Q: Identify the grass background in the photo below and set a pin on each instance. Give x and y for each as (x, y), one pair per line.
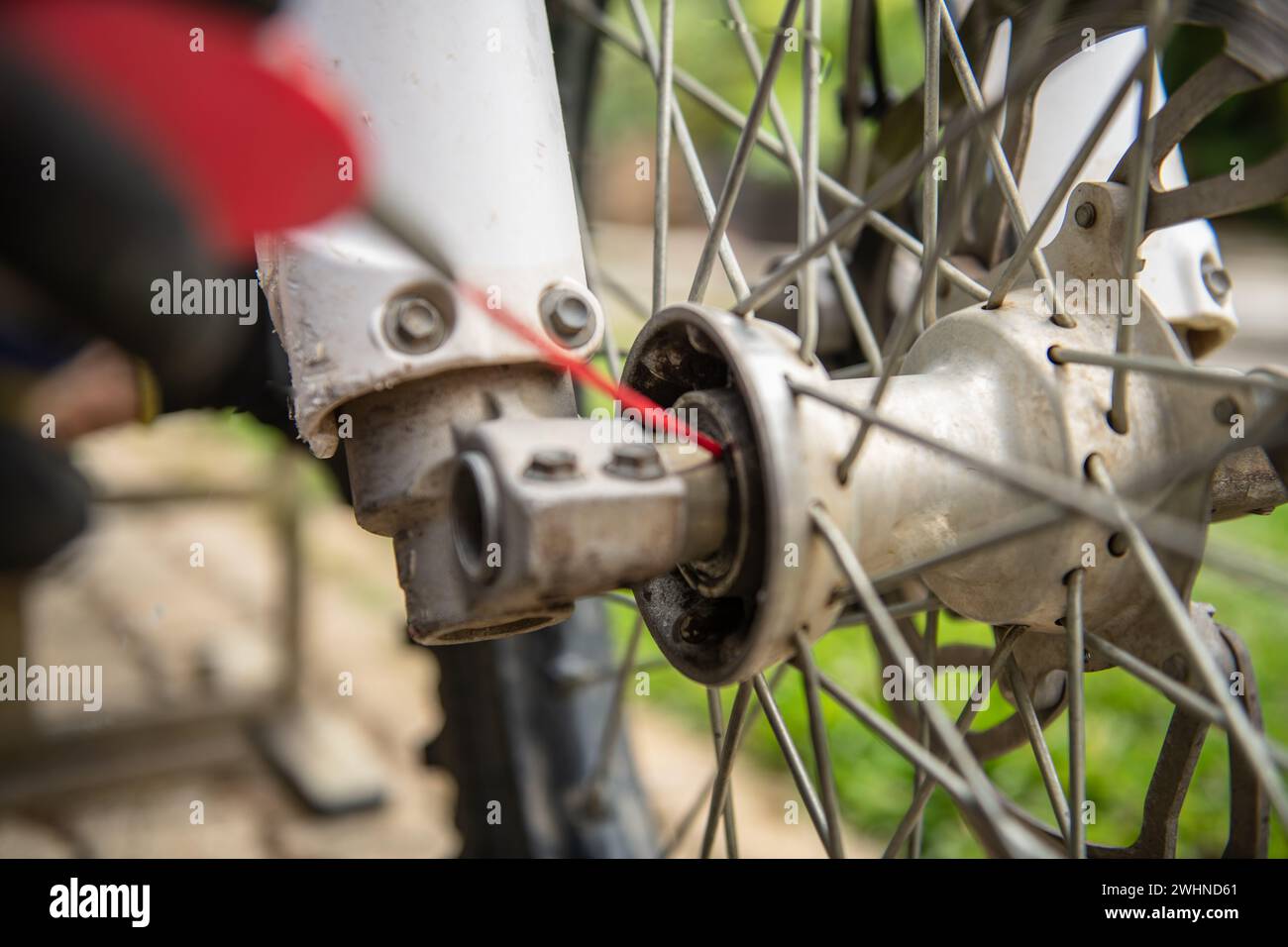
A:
(1126, 720)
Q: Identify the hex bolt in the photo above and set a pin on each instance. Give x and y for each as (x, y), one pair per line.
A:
(636, 463)
(570, 313)
(415, 325)
(554, 464)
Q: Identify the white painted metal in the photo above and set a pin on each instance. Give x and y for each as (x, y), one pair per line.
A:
(462, 133)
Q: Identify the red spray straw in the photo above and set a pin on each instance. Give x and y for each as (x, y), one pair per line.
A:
(588, 373)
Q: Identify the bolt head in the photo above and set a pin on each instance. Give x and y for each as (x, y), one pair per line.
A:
(570, 313)
(555, 464)
(415, 325)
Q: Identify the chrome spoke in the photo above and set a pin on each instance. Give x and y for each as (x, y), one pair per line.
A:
(742, 154)
(900, 741)
(879, 222)
(716, 715)
(1074, 630)
(930, 651)
(997, 158)
(806, 200)
(930, 144)
(794, 764)
(822, 751)
(688, 151)
(1057, 196)
(1041, 751)
(1176, 692)
(691, 813)
(724, 768)
(662, 153)
(601, 771)
(1119, 418)
(850, 302)
(986, 796)
(1237, 725)
(595, 283)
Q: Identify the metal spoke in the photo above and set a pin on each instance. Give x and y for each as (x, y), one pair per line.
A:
(1119, 419)
(1236, 720)
(688, 151)
(806, 228)
(879, 222)
(691, 813)
(901, 609)
(900, 741)
(1041, 751)
(595, 283)
(716, 715)
(662, 153)
(986, 796)
(1073, 628)
(794, 763)
(930, 648)
(1176, 692)
(906, 325)
(822, 753)
(1157, 365)
(1057, 196)
(1001, 655)
(600, 772)
(742, 154)
(997, 158)
(625, 294)
(724, 768)
(930, 144)
(850, 303)
(1070, 493)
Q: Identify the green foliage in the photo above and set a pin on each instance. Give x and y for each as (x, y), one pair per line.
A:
(1126, 723)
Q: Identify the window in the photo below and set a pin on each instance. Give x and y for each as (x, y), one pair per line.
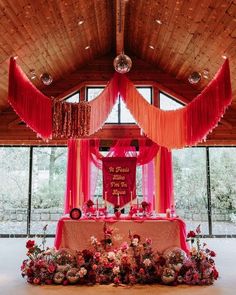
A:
(190, 187)
(48, 188)
(74, 98)
(168, 103)
(223, 190)
(14, 185)
(120, 113)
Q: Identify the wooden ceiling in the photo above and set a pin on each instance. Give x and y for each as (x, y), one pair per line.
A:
(76, 41)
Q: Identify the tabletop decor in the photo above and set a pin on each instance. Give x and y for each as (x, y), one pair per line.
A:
(134, 261)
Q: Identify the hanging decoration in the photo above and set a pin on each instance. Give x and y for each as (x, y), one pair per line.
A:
(122, 63)
(71, 120)
(186, 126)
(171, 129)
(34, 108)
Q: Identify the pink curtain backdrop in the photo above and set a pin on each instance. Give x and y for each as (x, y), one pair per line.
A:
(186, 126)
(71, 180)
(34, 108)
(164, 190)
(119, 195)
(88, 160)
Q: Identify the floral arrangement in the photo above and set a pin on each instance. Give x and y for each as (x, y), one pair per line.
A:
(132, 262)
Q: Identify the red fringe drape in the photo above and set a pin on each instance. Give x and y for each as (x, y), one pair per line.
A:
(34, 108)
(186, 126)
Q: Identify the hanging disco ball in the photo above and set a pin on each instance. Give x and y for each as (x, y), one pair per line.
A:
(194, 78)
(46, 79)
(122, 63)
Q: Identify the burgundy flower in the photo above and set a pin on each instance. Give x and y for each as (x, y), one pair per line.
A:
(30, 244)
(135, 236)
(51, 268)
(191, 234)
(212, 254)
(89, 203)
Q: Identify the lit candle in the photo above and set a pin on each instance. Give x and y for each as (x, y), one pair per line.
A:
(105, 199)
(70, 200)
(168, 213)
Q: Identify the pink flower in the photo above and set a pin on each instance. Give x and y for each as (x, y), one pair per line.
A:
(30, 244)
(36, 281)
(51, 268)
(191, 234)
(212, 254)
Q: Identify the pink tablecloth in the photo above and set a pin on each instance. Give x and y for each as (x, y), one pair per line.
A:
(165, 233)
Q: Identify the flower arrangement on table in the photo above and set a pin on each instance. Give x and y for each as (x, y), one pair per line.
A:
(132, 262)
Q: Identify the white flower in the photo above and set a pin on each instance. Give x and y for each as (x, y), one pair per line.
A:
(147, 262)
(111, 255)
(82, 272)
(135, 241)
(116, 270)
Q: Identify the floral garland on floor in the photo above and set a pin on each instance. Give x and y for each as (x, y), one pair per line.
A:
(132, 263)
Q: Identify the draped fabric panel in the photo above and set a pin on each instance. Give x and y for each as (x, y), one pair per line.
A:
(71, 179)
(34, 108)
(164, 190)
(102, 105)
(186, 126)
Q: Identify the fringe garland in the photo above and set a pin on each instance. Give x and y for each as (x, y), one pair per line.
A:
(171, 129)
(186, 126)
(71, 120)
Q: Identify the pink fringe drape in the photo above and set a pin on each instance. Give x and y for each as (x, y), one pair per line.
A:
(186, 126)
(71, 180)
(34, 108)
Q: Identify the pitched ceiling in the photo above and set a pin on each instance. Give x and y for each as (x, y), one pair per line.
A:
(63, 36)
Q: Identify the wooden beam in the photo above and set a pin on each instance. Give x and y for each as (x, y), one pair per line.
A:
(120, 25)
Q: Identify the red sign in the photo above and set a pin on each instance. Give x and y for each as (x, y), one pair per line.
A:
(119, 180)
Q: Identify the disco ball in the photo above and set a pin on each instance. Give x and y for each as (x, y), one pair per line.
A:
(122, 63)
(194, 78)
(46, 78)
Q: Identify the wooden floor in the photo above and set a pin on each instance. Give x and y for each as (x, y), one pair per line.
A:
(12, 252)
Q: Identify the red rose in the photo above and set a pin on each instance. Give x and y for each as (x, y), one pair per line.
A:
(51, 268)
(48, 282)
(36, 281)
(191, 234)
(137, 237)
(212, 254)
(215, 274)
(30, 244)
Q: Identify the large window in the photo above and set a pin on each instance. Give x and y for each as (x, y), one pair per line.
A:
(48, 187)
(223, 190)
(120, 113)
(14, 185)
(190, 186)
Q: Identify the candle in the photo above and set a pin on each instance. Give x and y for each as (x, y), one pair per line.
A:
(168, 213)
(105, 204)
(97, 204)
(70, 199)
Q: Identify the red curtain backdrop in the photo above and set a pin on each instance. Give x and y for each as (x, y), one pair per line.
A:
(186, 126)
(171, 129)
(71, 180)
(119, 179)
(34, 108)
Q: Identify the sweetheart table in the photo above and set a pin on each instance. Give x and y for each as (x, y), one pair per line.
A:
(164, 232)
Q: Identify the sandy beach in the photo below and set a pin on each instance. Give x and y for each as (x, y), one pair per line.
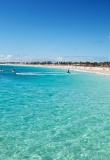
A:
(104, 71)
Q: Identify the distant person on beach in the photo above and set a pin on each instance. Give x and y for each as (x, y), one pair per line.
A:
(68, 72)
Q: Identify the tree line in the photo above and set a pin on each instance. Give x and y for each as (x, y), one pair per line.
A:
(86, 64)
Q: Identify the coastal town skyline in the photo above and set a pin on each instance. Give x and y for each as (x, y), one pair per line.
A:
(36, 29)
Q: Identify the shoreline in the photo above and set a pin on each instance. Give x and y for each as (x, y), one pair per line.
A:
(97, 70)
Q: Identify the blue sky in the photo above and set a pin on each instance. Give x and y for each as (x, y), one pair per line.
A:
(55, 29)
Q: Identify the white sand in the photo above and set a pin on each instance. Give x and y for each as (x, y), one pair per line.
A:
(98, 70)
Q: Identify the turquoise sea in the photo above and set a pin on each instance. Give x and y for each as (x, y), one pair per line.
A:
(46, 114)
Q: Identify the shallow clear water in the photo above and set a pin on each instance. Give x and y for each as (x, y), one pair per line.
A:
(46, 114)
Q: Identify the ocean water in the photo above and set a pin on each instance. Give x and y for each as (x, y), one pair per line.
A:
(46, 114)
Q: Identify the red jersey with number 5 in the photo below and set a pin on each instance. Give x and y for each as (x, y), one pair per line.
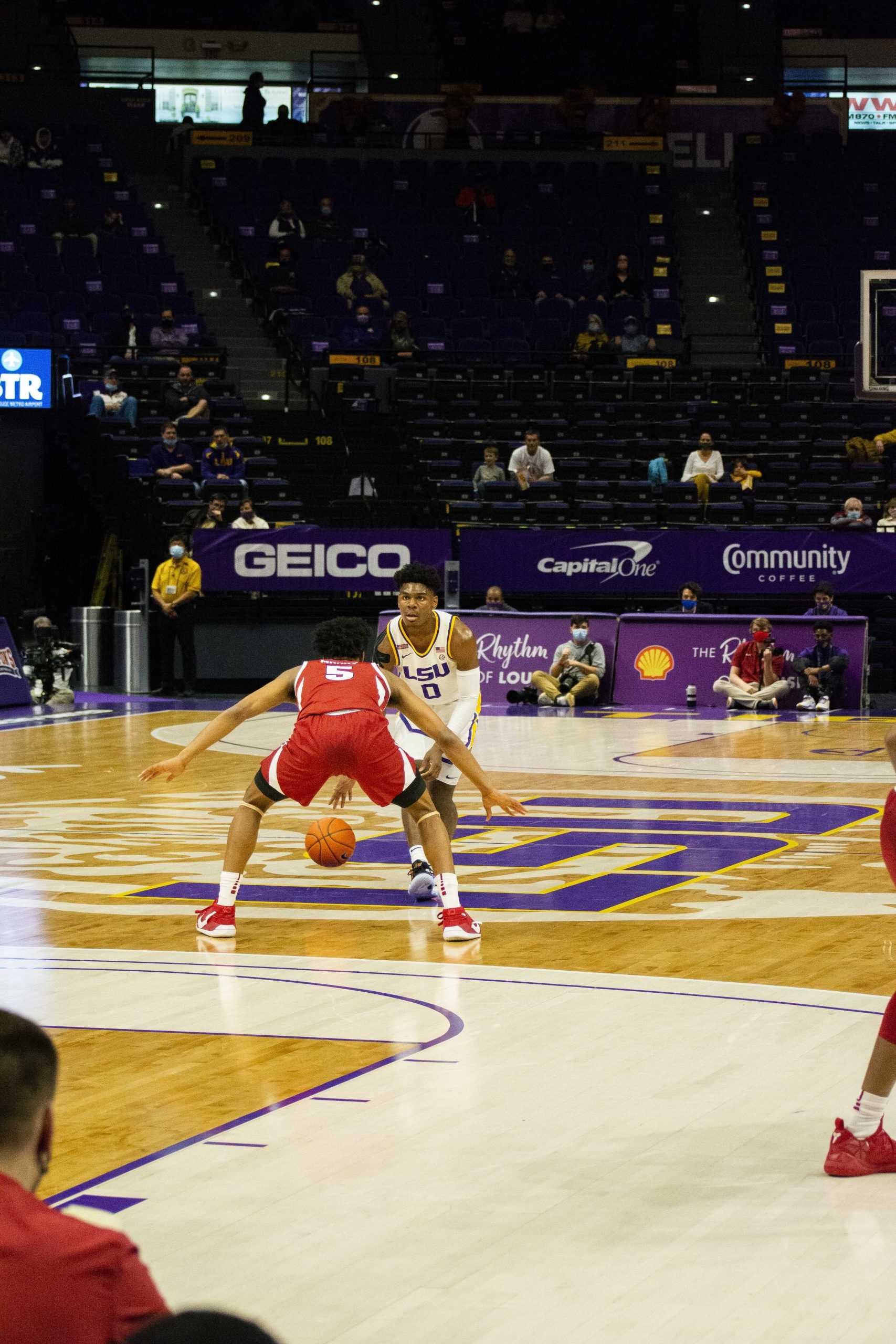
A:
(333, 686)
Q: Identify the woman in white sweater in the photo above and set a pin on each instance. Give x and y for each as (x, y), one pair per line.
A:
(704, 467)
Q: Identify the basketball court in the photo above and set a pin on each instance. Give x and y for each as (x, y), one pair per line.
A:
(610, 1116)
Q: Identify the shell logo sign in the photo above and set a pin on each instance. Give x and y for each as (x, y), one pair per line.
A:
(655, 663)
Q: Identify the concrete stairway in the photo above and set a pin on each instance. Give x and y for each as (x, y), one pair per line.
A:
(253, 362)
(714, 275)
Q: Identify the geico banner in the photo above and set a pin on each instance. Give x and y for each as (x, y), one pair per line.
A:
(513, 646)
(587, 563)
(289, 560)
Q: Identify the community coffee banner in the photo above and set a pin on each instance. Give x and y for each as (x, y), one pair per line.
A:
(570, 562)
(313, 560)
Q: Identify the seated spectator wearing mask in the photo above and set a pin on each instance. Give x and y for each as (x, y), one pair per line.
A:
(62, 1280)
(168, 340)
(44, 152)
(248, 521)
(222, 461)
(824, 603)
(852, 515)
(757, 675)
(287, 222)
(823, 671)
(633, 340)
(704, 467)
(184, 398)
(691, 601)
(577, 670)
(358, 281)
(495, 601)
(113, 402)
(170, 460)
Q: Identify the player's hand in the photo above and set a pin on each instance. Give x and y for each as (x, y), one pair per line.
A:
(431, 762)
(342, 792)
(492, 800)
(171, 769)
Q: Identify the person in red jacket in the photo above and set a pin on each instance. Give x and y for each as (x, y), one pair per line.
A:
(61, 1280)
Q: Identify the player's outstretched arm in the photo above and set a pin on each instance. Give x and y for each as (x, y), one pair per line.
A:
(428, 722)
(267, 698)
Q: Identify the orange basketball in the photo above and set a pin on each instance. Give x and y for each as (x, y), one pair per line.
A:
(330, 842)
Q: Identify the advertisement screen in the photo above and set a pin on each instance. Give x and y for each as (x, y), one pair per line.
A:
(207, 104)
(26, 380)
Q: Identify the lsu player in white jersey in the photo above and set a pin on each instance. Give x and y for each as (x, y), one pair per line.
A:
(436, 655)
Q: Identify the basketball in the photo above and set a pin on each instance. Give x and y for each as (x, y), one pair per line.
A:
(330, 842)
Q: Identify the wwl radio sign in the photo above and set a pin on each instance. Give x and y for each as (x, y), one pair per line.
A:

★ ★ ★

Tally the lines of the entries that carry the word "spoke" and say only that number.

2